» DIRECTIONS FOR THIS TASK:
What is needed is an exact copy of the lines in the listing below, from the one with "Task: Where can the green baseball jersey" up to and including the one with "Target: mlb logo patch", with no other lines.

==== INPUT FOR THIS TASK ====

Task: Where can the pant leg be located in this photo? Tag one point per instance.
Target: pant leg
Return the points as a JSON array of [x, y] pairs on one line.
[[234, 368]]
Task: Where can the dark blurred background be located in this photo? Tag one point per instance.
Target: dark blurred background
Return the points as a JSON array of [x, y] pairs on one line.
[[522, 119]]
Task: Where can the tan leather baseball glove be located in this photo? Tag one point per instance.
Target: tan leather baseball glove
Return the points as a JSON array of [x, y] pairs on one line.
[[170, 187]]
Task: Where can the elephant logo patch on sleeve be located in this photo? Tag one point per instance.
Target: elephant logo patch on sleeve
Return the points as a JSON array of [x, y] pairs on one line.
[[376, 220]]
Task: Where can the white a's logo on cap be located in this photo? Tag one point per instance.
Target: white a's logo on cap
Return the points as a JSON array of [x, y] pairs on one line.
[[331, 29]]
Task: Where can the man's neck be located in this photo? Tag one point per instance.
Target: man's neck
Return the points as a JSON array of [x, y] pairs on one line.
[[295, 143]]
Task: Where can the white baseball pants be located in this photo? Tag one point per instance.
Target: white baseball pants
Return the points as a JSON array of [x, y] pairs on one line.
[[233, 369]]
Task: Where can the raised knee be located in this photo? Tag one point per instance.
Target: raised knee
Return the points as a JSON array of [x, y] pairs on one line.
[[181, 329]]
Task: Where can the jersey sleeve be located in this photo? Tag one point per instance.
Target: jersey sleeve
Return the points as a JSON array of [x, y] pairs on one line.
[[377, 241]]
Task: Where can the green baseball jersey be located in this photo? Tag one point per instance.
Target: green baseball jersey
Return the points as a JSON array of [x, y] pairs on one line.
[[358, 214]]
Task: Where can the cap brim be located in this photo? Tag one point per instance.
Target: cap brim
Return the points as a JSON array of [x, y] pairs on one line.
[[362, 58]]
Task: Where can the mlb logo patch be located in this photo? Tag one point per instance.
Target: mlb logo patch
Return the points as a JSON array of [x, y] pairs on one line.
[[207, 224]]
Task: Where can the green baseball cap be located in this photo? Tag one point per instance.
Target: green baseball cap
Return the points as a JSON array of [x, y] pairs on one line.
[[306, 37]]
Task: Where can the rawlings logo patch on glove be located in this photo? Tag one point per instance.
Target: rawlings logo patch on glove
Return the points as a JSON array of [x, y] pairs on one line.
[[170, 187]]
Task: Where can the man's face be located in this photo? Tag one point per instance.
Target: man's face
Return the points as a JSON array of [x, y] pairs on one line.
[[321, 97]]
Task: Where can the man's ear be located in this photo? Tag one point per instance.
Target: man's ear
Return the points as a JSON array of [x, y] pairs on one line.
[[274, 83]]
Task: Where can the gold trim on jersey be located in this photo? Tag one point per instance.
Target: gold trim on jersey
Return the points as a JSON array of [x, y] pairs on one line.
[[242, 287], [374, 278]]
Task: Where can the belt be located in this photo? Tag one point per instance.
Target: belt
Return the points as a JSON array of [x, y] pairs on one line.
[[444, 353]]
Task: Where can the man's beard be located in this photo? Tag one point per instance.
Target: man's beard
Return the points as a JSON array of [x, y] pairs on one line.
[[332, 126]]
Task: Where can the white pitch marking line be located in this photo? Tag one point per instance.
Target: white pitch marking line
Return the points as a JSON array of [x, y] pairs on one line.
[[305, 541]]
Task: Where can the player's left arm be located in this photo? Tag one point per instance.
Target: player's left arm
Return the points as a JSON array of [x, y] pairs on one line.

====

» ANSWER:
Task: Where can the green baseball jersey be located in this photo? Tag one point per instance.
Target: green baseball jersey
Return the points as a JSON array of [x, y] pairs on one line.
[[358, 214]]
Task: Where can the cap brim be located in this photo? Tag one point per instance.
Target: cap brim
Return the points as a JSON array of [x, y] pairs on one line.
[[362, 58]]
Task: Where can the mlb logo patch be located in this photo? Tag one point per instance.
Target: mlb logo patch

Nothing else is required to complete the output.